━━━━━ PAGE EXCERPT

The Five Rules of Workout
Because last year’s recession caused such a sudden depression in demand, some middle-market businesses have seen revenue declines of as much as 30-35%. Many of these businesses are still losing money and are close to exhausting their financial reserves. These companies’ banks are receiving the end-of-year financial reports and deciding whether the results meet contractual performance targets known as covenants.
Covenants are key tools for banks to determine continued creditworthiness. It doesn’t matter if you have made every payment … if your loan agreement contains ratio covenants that you have violated (i.e., limiting debt to net worth), the bank has legal rights to restrict additional borrowing … or worse, to accelerate payments of your loans.
After violating a financial covenant, a borrower is typically introduced to a new bank professional know as “the workout officer.” The workout officer’s job is to ensure collectability and also to improve the risk characteristics of the loans on the bank’s books. This means altering the existing loan agreement in ways that accomplish those goals, but which are often painful for the borrower.

━━━━━━━━━━
━━━━━ DATA EXCERPTS

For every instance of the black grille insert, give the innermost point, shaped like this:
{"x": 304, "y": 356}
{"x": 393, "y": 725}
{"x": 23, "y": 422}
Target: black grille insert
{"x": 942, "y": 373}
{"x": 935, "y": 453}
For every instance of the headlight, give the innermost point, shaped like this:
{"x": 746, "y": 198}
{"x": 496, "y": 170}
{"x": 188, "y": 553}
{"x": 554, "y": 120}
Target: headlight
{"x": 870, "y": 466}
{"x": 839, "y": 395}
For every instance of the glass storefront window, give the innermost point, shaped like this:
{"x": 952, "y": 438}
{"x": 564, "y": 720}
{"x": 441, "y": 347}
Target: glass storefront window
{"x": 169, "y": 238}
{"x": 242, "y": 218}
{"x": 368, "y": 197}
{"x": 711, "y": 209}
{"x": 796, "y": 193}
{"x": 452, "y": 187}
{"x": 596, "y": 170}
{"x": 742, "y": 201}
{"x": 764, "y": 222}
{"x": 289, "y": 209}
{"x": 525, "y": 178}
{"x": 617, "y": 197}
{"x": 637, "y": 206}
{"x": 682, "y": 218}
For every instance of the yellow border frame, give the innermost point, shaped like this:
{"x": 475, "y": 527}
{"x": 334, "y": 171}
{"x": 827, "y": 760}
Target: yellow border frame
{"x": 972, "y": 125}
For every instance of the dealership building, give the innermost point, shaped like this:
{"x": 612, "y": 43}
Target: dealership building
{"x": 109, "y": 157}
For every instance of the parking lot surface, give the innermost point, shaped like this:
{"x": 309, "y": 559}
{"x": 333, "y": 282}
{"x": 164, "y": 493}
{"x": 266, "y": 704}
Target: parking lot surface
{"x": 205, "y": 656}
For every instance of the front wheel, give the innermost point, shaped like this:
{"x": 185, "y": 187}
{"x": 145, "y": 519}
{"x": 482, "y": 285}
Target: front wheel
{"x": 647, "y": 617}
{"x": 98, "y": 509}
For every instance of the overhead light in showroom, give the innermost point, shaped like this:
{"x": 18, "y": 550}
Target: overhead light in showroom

━━━━━━━━━━

## QUESTIONS TO ANSWER:
1. From the workout rules excerpt, extract word for word the passage from "The Five Rules" up to and including "of your loans.".
2. List every hardship that the workout rules excerpt says some middle-market businesses have faced since last year's recession.

## RESULTS FOR THE EXERCISE:
1.
The Five Rules of Workout
Because last year’s recession caused such a sudden depression in demand, some middle-market businesses have seen revenue declines of as much as 30-35%. Many of these businesses are still losing money and are close to exhausting their financial reserves. These companies’ banks are receiving the end-of-year financial reports and deciding whether the results meet contractual performance targets known as covenants.
Covenants are key tools for banks to determine continued creditworthiness. It doesn’t matter if you have made every payment … if your loan agreement contains ratio covenants that you have violated (i.e., limiting debt to net worth), the bank has legal rights to restrict additional borrowing … or worse, to accelerate payments of your loans.

2.
- Revenue declines of as much as 30-35%
- Still losing money
- Close to exhausting their financial reserves